▶ _What is needed_: Locate each line in the entries below that contains the word "dangling" and copy those lines out in full.

[Start of Record set]

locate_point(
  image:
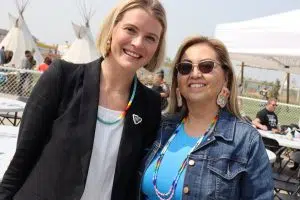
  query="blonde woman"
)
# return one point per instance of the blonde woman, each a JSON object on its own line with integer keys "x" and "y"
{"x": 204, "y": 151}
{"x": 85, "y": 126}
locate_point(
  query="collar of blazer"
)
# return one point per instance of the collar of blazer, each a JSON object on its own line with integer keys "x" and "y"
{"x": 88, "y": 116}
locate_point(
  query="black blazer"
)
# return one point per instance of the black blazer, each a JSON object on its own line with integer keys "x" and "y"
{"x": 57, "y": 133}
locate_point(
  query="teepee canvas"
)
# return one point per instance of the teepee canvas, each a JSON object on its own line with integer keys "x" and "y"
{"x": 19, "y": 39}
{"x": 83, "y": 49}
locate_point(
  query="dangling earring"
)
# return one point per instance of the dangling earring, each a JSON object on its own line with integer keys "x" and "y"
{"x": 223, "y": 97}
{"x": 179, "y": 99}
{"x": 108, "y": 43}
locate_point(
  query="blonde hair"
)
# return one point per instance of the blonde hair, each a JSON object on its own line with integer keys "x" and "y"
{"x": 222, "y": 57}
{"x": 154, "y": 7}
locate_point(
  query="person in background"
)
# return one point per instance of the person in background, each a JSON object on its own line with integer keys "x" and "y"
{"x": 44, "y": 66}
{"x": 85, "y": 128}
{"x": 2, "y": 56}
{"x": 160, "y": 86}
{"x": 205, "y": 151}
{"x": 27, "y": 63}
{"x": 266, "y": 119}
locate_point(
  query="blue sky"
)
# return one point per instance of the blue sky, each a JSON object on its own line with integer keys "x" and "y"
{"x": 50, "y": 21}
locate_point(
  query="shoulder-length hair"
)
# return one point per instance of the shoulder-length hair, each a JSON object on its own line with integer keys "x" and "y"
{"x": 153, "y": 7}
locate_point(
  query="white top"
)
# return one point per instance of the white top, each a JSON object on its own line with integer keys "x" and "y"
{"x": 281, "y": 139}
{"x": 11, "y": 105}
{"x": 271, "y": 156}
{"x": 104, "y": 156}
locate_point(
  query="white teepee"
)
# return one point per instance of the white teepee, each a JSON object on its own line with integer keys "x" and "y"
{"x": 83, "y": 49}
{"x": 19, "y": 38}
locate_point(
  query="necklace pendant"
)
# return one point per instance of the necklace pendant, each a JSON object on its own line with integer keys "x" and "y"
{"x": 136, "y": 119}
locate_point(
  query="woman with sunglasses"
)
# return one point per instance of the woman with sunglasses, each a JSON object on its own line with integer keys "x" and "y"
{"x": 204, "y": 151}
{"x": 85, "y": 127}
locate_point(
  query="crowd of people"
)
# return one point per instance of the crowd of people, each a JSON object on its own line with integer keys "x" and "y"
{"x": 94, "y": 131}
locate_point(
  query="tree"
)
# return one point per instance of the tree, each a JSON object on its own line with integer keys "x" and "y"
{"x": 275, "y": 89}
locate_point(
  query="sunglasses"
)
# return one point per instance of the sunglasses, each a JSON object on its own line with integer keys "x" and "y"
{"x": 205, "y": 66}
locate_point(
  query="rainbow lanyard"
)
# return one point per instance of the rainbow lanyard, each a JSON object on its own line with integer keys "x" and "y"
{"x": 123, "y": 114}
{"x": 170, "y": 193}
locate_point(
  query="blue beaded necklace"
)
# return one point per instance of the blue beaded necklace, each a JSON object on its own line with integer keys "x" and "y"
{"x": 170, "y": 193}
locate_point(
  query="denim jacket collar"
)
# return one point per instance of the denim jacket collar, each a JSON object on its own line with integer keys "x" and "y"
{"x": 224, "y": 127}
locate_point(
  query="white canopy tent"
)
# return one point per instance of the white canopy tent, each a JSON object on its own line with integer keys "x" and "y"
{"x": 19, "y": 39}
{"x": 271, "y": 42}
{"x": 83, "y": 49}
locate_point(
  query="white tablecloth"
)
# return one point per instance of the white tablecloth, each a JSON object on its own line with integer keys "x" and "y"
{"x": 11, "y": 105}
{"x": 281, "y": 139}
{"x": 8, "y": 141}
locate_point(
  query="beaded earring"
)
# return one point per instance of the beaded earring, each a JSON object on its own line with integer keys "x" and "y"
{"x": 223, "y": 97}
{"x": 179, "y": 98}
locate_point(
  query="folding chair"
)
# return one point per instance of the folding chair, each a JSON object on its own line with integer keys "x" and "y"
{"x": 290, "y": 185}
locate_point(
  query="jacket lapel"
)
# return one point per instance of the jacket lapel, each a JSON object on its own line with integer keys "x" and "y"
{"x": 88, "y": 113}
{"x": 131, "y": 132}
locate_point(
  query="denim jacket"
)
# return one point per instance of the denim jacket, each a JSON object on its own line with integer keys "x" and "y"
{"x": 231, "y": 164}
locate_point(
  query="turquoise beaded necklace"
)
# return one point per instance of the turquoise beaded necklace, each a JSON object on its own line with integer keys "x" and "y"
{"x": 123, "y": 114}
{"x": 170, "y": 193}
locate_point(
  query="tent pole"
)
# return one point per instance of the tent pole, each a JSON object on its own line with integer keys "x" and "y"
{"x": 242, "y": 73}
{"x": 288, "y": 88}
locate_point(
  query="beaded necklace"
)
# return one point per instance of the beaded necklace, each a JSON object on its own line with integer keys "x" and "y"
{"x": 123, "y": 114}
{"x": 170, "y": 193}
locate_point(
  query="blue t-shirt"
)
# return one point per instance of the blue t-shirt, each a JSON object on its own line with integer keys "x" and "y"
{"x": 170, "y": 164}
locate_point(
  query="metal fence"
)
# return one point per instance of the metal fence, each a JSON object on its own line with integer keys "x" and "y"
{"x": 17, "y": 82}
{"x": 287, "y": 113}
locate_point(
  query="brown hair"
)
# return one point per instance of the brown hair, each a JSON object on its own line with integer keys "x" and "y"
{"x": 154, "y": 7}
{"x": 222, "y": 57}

[End of Record set]

▶ _Output_:
  query="dangling earring"
# return one point per instance of the dangling earring, each a JSON object on its own line with integer keys "x" and "y"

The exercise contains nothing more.